These databases are commonly used by applications where clear boundaries for connections are necessary to establish. For example, when you register to a social network of any sort, your friends connections to you, and their friends' friends' relation to you are much easier to work out with using graph-based database management systems. Amazon DynamoDB supports key-value data structures. Each item or row is a key-value pair, with a primary key as the only required attribute for items in a table, and uniquely identifies each item. DynamoDB is schemaless. Each item can have any number of attributes or columns.
Amazon DynamoDB also supports the document data structures, allowing you to install entire JSON format documents in DynamoDB, up to the 400KB maximum document size. One of the interesting things is that today NoSQL databases are probably better described as not only SQL, rather than NoSQL. So how do NoSQL and relational databases compare? NoSQL databases typically do not enforce a schema. A partition key is generally used to retrieve values, column sets, or semi-structured JSON or XML.
The relational model, on the other hand, normalizes data into tabular structures known as tables, which consist of rows and columns. A schema strictly defines the tables, columns, indexes, relationships between the tables, and other database elements. Dynamo does not follow the typical ACID properties of Atomicity, Consistency, Isolation, and Durability. Instead, most NoSQL databases offer a concept of eventual consistency, in which database changes are propagated to all nodes eventually, typically within milliseconds, so queries for data might not return updated data immediately, or might result from reading data that is not accurate, a problem that is known as stale reads. NoSQL databases are designed to scale out using distributed clusters of low-cost hardware, to increase throughput without increasing latency. Relational databases, on the other hand, are typically easiest to scale up with faster hardware, or via a grid-style architecture, which is implemented to enable relational tables to span a distributed system.
In DynamoDB, object-based APIs allow developers to easily store and retrieve data via a web service course, over HTTP or HTTPS connections. These connections are stateless. Requests to store and retrieve data from a relational database are communicated using queries, which conform to a structured query language, SQL via a stateful connection. These queries are paused and executed by the relational database management system. NoSQL databases generally offer tools to manage the database and scaling. Custom applications are the primary interface to the underlying data, rather than readily available query tools. In the relational database world, there are a rich set of SQL tools available to create, manage, and query relational data. Similar to other database management systems, DynamoDB stores data in tables.
A table is a collection of data. For example, you could create a table named people, where you can store information about your customers, your prospects, your employees, or anyone else of interest. You can also have a products table to store information about the products that the customers have purchased, the products prospects have viewed on your website, or the products employees have placed on a shelf within a warehouse.
In DynamoDB, you are limited to 256 tables per region. Each table contains multiple items. An item is a group of attributes that is uniquely identifiable amongst all the other items. In a people table, each item represents one person. For a products table, each item would represent one product. Items are similar to rows in a relational database system.
In DynamoDB, there is no limit to the number of items that you can store in a table. Each item is composed of one or more attributes. An attribute is a fundamental data element, something that does not need to be broken down any further. For example, a product item might have attributes, such as product ID, product name, product type, and so on. An item in a people table can contain attributes, such as person ID, last name, first name, address and so on. Attributes in DynamoDB are similar in many ways to columns in other relational systems. Attributes are the lowest level of data. They are something that does not need to be broken down further; however, attributes can be nested, which means you can store attributes within an attribute, up to 32 levels deep.

> _TO DO_
**a)** Condense the paragraph of the DynamoDB text that begins "In DynamoDB, you are limited" into a short list that keeps its main facts.
**b)** Repeat the DynamoDB text from "These databases are" up to and including "attributes or columns.", word for word.
**c)** Pick up the text on DynamoDB and NoSQL databases after its final sentence and continue it.

[Excerpt from a dataset]
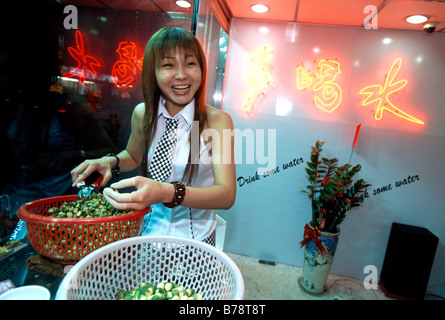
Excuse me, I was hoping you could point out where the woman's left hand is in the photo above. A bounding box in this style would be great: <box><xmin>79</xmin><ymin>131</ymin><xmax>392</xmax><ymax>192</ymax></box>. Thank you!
<box><xmin>103</xmin><ymin>176</ymin><xmax>173</xmax><ymax>210</ymax></box>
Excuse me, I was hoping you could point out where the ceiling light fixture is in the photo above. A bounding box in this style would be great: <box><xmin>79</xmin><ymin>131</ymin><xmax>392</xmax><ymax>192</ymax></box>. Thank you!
<box><xmin>176</xmin><ymin>0</ymin><xmax>192</xmax><ymax>8</ymax></box>
<box><xmin>250</xmin><ymin>4</ymin><xmax>269</xmax><ymax>13</ymax></box>
<box><xmin>405</xmin><ymin>14</ymin><xmax>430</xmax><ymax>24</ymax></box>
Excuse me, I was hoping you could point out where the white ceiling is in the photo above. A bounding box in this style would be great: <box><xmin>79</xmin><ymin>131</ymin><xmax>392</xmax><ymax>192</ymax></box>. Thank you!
<box><xmin>57</xmin><ymin>0</ymin><xmax>445</xmax><ymax>33</ymax></box>
<box><xmin>224</xmin><ymin>0</ymin><xmax>445</xmax><ymax>32</ymax></box>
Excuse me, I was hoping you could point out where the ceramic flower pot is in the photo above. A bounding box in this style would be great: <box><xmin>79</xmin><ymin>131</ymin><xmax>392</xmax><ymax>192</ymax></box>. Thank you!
<box><xmin>299</xmin><ymin>224</ymin><xmax>340</xmax><ymax>294</ymax></box>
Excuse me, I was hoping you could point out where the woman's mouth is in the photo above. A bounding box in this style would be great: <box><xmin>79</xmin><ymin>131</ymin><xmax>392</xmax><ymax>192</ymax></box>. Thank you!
<box><xmin>172</xmin><ymin>85</ymin><xmax>191</xmax><ymax>95</ymax></box>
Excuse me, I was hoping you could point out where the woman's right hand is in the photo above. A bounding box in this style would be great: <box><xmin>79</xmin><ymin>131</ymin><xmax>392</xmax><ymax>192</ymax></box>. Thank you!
<box><xmin>71</xmin><ymin>156</ymin><xmax>115</xmax><ymax>188</ymax></box>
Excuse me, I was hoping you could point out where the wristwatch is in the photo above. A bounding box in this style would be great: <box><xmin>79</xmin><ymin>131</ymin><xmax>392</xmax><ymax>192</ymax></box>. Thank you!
<box><xmin>163</xmin><ymin>181</ymin><xmax>185</xmax><ymax>208</ymax></box>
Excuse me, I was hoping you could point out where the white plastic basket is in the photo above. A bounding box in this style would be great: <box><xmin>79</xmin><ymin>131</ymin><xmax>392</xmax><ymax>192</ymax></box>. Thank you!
<box><xmin>56</xmin><ymin>236</ymin><xmax>244</xmax><ymax>300</ymax></box>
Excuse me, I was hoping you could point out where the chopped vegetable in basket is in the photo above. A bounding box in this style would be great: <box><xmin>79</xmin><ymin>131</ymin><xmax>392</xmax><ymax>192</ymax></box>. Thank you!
<box><xmin>116</xmin><ymin>281</ymin><xmax>202</xmax><ymax>300</ymax></box>
<box><xmin>48</xmin><ymin>193</ymin><xmax>131</xmax><ymax>218</ymax></box>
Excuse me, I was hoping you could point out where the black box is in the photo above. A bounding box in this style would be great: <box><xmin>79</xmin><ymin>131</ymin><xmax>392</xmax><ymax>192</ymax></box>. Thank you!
<box><xmin>379</xmin><ymin>223</ymin><xmax>439</xmax><ymax>300</ymax></box>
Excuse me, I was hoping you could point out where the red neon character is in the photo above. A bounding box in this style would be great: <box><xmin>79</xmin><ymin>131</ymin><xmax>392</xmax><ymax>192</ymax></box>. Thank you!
<box><xmin>360</xmin><ymin>58</ymin><xmax>424</xmax><ymax>124</ymax></box>
<box><xmin>111</xmin><ymin>41</ymin><xmax>143</xmax><ymax>88</ymax></box>
<box><xmin>62</xmin><ymin>30</ymin><xmax>102</xmax><ymax>85</ymax></box>
<box><xmin>297</xmin><ymin>59</ymin><xmax>342</xmax><ymax>113</ymax></box>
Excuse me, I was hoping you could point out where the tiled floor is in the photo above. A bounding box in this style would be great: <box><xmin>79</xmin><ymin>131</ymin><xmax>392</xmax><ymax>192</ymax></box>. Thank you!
<box><xmin>226</xmin><ymin>252</ymin><xmax>440</xmax><ymax>300</ymax></box>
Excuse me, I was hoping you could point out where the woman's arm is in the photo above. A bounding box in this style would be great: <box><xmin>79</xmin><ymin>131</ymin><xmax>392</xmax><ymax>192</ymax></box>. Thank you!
<box><xmin>71</xmin><ymin>103</ymin><xmax>145</xmax><ymax>187</ymax></box>
<box><xmin>180</xmin><ymin>106</ymin><xmax>236</xmax><ymax>209</ymax></box>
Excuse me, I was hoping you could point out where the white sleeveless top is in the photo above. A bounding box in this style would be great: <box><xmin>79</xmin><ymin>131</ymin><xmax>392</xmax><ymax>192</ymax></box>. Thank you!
<box><xmin>141</xmin><ymin>97</ymin><xmax>216</xmax><ymax>241</ymax></box>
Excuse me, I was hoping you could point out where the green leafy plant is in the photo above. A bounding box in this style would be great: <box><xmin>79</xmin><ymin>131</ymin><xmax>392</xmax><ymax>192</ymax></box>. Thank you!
<box><xmin>301</xmin><ymin>141</ymin><xmax>370</xmax><ymax>233</ymax></box>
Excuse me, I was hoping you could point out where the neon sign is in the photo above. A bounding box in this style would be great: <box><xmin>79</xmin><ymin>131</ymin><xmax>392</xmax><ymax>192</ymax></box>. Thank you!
<box><xmin>62</xmin><ymin>30</ymin><xmax>102</xmax><ymax>85</ymax></box>
<box><xmin>297</xmin><ymin>59</ymin><xmax>342</xmax><ymax>113</ymax></box>
<box><xmin>242</xmin><ymin>46</ymin><xmax>273</xmax><ymax>114</ymax></box>
<box><xmin>360</xmin><ymin>58</ymin><xmax>424</xmax><ymax>124</ymax></box>
<box><xmin>111</xmin><ymin>41</ymin><xmax>143</xmax><ymax>88</ymax></box>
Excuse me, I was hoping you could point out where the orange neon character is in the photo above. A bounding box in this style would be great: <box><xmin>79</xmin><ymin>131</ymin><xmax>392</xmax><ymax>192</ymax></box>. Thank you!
<box><xmin>111</xmin><ymin>41</ymin><xmax>143</xmax><ymax>88</ymax></box>
<box><xmin>62</xmin><ymin>30</ymin><xmax>102</xmax><ymax>85</ymax></box>
<box><xmin>297</xmin><ymin>59</ymin><xmax>342</xmax><ymax>113</ymax></box>
<box><xmin>360</xmin><ymin>58</ymin><xmax>424</xmax><ymax>124</ymax></box>
<box><xmin>242</xmin><ymin>46</ymin><xmax>273</xmax><ymax>114</ymax></box>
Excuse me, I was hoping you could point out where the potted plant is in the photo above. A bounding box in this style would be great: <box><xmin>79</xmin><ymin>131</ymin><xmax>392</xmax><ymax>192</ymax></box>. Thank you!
<box><xmin>300</xmin><ymin>141</ymin><xmax>370</xmax><ymax>294</ymax></box>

> _TASK-BY-TASK RESULTS_
**a)**
- DynamoDB allows up to 256 tables per region.
- Each table holds multiple items.
- An item is a group of attributes that is uniquely identifiable among all other items.
- In a people table, each item is one person; in a products table, each item is one product.
- Items are similar to rows in a relational database system.

**b)**
These databases are commonly used by applications where clear boundaries for connections are necessary to establish. For example, when you register to a social network of any sort, your friends connections to you, and their friends' friends' relation to you are much easier to work out with using graph-based database management systems. Amazon DynamoDB supports key-value data structures. Each item or row is a key-value pair, with a primary key as the only required attribute for items in a table, and uniquely identifies each item. DynamoDB is schemaless. Each item can have any number of attributes or columns.

**c)**
For example, within a person item, you could have an attribute of address, which holds a nested set of attributes, such as street, city, and postal code. When you create a table, in addition to the table name, you must specify the primary key of the table. As in other databases, a primary key in DynamoDB uniquely identifies each item in the table, so that no two items can have the same key. When you add, update, or delete an item in the table, you must specify the time, primary key attribute value for that item. The key values are required. You cannot create an item without having a primary key for it. So in this example, the primary key is the person ID.
Dynamo supports two different types of primary keys. A partition key, a simple primary key composed of one attribute know as partition key. Dynamo uses the petition key's value as an input to an internal hash function. The output from the hash function determines the partition where the item is stored. Partitioning of the data is one of the techniques DynamoDB uses to provide fast performance when querying data. With a simple primary key, no two items in a table can have the same partition key value. Partition key and sort key. This is the composite primary key, comprised of two attributes. The first being the partition key, and the second attribute being the sort key. With this composite key, DynamoDB still uses the partition key value as an input to an internal hash function, and the output from the hash function determines the partition where the data is stored. All items within the same partition key are stored together in the same partition, and they are stored in the sort order by the sort key value. With a composite primary key, it is possible for two items to have the same partition key value, but those two items must have different sort key values.
So in the music example, you could create a composite primary key of artist and song title. All the data for the artist would be stored in the same partition, and then sorted by the song title. The combination of artist and song title must always be unique, as it is the key. Note: The partition key is also known as the hash attribute, and the sort key is also known as the range attribute. Each primary key must be scalar type, which means it can only hold a single value, and only string, number, or binary values allowed.
In DynamoDB, you can query the data in a table using the primary key. You can also create one or many secondary indexes on a table to allow you to query the data using these alternate keys. DynamoDB does not require that you use these secondary indexes, but they give your applications more flexibility when it comes to querying your data. So if we look at this third example, we might want to query the music data by music genre and album title. To do this, we would create a secondary index based on these two attributes, which would allow us to query this data based on those attributes.
You do not need to create a secondary index to be able to query the data based on these attributes; however, if you do not define a secondary index, the query will have to scan the entire table. And for a table with millions of items, this would consume a large amount of provision read throughput, and take a long time to complete. DynamoDB supports two types of indexes, a local secondary index and an index that has the same partition key as the table, but a different sort key, as well as a global secondary index, which is an index which has a partition key and a sort key, that can be different from those on the table. Every secondary index is associated with exactly one table from which it obtains its data. This is called the base table for that index.
It's important to note that you can define a maximum of five global and five local secondary indexes per table. When you define a secondary index, the data for that index is stored separately from the data in the base table. It's also important to note that when applications write an item to a table, DynamoDB automatically copies the correct subset of the attributes to any local secondary indexes in which those attributes should appear. Your AWS account is charged for the storage of the item in the base table, and also for storage of attributes in any local secondary indexes on that table.
After you create a secondary index on a table, you can read data from the index in much the same way as you do from the table. By using secondary indexes, your applications can efficiently use many different query patterns, in addition to accessing the data by the primary key values. Amazon DynamoDB supports many different data types for attributes within a table.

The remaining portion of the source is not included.